What you should do
Pull every line containing "below" from the listing.

#####

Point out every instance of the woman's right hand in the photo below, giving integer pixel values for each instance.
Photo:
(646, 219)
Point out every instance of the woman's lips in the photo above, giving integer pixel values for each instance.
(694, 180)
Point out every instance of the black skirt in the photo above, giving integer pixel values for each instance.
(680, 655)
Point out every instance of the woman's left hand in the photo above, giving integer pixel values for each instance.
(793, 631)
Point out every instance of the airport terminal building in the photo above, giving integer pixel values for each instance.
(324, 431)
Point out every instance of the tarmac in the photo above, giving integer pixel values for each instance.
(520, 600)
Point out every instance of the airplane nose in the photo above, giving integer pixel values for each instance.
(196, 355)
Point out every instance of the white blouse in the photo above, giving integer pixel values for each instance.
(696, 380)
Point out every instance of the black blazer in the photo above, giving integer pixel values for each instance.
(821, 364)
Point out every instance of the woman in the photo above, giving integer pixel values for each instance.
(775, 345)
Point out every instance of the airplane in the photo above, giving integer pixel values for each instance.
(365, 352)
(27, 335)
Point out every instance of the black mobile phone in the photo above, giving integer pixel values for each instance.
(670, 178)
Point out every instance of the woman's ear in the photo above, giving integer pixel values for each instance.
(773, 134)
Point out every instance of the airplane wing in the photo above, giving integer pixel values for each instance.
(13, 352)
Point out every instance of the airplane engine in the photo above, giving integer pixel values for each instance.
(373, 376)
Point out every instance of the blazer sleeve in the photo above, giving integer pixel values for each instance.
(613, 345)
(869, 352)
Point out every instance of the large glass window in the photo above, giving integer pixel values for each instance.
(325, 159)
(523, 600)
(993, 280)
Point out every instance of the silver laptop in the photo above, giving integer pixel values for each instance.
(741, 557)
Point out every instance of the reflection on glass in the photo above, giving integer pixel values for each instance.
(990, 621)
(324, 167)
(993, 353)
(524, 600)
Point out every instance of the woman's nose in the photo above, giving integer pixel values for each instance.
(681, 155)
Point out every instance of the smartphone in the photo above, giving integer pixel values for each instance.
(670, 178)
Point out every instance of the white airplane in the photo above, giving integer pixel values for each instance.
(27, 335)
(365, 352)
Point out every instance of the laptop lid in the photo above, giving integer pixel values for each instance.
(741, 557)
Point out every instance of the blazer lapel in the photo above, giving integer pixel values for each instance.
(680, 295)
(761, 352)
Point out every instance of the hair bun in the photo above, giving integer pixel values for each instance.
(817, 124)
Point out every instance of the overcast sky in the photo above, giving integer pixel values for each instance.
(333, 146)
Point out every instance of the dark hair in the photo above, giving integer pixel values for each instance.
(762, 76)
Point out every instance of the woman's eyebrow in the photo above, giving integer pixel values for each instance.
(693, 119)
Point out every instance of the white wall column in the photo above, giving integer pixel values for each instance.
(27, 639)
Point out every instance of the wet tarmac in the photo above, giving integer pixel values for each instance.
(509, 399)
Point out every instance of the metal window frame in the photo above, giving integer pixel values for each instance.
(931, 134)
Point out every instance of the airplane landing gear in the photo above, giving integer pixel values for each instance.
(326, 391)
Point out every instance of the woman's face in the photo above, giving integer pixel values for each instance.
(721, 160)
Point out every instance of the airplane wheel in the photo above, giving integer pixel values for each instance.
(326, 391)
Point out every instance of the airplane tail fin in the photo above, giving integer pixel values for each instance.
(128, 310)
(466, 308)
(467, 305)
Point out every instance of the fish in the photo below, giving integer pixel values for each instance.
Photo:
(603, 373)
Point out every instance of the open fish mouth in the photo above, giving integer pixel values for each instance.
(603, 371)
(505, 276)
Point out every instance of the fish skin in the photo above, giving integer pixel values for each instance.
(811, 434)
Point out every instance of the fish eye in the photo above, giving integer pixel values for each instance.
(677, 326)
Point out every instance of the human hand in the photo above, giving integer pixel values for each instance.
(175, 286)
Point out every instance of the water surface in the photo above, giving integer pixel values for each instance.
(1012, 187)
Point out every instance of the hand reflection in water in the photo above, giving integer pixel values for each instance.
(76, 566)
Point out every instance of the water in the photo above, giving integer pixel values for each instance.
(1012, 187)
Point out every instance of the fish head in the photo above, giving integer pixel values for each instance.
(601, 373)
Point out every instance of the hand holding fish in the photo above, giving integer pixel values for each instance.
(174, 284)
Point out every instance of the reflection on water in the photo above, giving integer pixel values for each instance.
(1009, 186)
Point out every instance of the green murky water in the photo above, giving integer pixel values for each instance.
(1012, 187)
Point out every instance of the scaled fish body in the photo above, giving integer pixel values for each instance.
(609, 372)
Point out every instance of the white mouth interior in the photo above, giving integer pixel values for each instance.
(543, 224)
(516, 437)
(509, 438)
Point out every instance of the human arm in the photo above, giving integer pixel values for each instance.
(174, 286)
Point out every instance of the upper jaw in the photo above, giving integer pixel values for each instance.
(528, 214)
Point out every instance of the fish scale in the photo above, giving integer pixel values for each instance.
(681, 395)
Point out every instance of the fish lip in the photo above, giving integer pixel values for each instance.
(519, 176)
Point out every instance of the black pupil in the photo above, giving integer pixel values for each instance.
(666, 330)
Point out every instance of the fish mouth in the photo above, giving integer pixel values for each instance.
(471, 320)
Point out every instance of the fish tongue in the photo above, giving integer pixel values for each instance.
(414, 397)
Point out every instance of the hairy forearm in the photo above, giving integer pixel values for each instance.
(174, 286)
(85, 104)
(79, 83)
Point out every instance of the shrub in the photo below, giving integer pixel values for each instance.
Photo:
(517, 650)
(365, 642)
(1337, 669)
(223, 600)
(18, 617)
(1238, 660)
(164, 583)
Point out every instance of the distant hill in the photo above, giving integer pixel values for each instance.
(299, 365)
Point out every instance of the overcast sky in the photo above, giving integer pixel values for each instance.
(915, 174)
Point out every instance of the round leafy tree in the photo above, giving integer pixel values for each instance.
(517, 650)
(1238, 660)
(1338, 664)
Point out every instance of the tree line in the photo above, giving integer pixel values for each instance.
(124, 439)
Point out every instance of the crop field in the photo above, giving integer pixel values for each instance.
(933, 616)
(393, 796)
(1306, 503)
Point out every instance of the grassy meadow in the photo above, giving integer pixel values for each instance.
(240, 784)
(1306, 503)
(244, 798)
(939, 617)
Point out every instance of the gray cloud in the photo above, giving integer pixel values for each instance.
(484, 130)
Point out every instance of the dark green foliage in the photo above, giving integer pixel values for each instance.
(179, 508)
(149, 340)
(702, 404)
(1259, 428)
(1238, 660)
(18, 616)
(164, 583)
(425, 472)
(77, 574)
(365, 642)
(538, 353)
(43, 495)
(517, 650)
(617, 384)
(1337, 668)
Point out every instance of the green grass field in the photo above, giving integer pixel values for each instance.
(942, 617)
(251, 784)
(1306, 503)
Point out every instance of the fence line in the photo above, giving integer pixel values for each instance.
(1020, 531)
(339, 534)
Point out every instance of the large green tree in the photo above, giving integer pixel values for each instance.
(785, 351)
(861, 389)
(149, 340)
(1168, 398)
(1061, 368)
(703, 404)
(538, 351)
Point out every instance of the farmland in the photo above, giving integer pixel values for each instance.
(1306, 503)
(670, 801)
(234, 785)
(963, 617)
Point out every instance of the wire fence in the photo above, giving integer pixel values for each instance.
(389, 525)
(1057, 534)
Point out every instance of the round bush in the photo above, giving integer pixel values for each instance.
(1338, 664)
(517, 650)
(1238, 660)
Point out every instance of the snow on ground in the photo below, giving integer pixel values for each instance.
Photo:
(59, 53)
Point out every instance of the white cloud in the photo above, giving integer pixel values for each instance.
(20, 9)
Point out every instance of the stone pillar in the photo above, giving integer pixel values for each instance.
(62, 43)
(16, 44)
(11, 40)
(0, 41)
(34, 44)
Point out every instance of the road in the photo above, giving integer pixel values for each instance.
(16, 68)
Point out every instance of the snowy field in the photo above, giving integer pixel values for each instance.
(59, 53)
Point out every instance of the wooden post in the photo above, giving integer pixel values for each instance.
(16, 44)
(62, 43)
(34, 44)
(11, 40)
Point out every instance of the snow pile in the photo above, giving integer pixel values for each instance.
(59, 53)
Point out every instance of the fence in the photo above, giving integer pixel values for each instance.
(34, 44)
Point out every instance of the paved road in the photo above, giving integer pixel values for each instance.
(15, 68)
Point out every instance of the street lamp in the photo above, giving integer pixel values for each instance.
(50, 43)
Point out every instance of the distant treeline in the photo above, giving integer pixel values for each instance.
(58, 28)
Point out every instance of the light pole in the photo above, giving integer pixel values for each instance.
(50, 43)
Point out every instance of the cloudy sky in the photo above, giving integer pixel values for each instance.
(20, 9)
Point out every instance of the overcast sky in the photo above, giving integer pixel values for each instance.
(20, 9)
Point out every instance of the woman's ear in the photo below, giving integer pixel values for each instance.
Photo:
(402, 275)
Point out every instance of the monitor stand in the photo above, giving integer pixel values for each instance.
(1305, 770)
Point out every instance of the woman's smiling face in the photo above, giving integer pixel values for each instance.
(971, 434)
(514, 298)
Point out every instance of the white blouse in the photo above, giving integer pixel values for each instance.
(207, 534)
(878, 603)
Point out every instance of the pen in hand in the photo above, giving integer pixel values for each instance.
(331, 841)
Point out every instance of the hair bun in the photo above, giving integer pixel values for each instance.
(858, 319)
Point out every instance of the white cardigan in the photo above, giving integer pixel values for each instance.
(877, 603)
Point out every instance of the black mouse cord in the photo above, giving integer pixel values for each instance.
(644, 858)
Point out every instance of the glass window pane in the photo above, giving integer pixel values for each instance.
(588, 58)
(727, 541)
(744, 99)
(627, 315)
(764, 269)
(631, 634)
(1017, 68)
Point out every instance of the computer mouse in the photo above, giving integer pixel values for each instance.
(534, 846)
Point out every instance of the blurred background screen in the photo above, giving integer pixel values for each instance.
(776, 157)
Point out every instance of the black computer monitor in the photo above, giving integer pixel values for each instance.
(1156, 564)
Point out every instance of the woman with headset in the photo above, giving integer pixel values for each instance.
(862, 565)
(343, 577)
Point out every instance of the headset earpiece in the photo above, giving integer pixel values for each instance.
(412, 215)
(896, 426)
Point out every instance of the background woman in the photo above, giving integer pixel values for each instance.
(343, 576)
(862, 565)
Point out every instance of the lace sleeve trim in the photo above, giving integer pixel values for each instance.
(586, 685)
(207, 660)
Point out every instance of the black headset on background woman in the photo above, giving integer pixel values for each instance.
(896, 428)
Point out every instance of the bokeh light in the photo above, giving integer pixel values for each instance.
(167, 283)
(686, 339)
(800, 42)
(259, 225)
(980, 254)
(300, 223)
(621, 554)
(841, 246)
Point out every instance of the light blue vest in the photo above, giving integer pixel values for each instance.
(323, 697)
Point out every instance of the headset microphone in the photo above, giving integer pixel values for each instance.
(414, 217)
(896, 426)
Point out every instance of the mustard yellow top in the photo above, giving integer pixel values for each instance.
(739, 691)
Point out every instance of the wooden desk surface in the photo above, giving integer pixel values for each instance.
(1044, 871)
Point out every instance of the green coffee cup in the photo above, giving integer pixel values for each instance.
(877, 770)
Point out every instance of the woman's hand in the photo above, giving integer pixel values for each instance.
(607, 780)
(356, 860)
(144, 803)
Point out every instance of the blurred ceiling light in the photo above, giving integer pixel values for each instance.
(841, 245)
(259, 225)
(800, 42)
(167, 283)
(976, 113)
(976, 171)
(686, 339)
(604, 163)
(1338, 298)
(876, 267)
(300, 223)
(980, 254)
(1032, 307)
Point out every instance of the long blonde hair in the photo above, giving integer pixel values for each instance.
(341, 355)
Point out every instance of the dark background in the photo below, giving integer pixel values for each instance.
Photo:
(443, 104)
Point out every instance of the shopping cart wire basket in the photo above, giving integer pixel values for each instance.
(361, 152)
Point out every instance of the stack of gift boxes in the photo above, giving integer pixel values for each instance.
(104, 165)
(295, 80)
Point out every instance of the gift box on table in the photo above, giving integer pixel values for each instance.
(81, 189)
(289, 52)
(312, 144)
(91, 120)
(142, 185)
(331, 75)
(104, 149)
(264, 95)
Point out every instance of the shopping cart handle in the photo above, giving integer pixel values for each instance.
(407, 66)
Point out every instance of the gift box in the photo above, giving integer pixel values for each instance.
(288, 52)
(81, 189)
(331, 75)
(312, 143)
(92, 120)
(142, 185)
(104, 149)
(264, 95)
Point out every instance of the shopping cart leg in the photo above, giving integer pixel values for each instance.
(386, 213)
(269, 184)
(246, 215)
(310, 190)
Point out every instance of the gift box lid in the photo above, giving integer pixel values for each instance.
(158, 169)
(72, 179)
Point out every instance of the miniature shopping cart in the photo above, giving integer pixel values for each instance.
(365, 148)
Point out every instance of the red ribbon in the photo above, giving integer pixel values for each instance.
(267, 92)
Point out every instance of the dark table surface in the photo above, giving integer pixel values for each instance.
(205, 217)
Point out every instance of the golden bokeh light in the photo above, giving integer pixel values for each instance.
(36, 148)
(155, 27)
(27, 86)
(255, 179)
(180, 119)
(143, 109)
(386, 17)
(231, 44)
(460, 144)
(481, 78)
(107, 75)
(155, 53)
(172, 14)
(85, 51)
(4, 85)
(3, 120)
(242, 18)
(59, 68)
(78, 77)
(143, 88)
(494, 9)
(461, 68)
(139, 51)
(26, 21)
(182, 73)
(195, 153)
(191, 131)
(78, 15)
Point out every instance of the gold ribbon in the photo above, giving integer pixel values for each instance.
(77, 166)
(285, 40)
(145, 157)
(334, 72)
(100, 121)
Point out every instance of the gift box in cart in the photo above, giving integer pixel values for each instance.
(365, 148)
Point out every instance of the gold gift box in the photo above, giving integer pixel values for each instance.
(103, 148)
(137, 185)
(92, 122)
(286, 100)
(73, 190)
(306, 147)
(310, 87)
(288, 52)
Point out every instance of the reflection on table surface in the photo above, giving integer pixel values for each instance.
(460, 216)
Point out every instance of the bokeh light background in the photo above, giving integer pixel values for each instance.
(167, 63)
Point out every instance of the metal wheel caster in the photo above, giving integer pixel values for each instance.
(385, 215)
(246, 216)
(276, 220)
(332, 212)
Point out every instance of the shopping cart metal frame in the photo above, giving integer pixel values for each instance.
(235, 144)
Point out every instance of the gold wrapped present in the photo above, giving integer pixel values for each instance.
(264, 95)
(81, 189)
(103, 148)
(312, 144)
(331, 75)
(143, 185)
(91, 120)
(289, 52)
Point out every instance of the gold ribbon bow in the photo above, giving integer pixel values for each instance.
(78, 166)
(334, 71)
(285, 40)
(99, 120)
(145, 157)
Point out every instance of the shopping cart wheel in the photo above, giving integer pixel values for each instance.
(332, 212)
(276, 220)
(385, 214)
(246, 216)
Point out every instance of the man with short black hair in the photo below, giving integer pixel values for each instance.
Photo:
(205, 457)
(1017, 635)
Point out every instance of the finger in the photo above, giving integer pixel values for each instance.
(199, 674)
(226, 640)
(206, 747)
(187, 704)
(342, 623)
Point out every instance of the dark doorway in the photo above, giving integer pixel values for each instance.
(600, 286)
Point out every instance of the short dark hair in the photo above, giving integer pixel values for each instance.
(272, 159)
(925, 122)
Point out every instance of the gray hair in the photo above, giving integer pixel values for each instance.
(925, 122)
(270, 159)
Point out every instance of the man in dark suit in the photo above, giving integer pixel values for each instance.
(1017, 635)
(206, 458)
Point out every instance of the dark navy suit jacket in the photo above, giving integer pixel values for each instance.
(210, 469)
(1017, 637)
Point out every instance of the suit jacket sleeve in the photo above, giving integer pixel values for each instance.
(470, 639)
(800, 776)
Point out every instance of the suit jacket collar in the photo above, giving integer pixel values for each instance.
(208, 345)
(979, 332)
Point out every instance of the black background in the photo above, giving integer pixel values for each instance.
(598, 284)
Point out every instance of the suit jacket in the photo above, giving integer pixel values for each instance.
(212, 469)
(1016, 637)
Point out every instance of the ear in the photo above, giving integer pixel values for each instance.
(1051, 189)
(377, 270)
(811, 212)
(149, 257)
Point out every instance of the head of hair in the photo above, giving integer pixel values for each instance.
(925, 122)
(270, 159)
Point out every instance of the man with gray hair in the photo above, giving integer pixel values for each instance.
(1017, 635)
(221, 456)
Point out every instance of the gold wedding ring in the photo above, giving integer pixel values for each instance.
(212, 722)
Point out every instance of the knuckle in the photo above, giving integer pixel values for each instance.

#####

Answer box
Point out every instance of the woman's right hand in the photo below, giving integer pixel values for each instance.
Point out every instance of the fish in the photo below, giving integer pixel values for each instance.
Point out every instance of the shrub in the photo below, giving integer pixel values for each instance.
Point out every instance of the snow on ground in the photo below, giving integer pixel values for each instance.
Point out every instance of the woman's ear in the photo below, giving integer pixel values for each instance.
Point out every instance of the dark background in the photo below, giving integer pixel values for each instance.
Point out every instance of the man with short black hair in the photo below, giving integer pixel values for each instance.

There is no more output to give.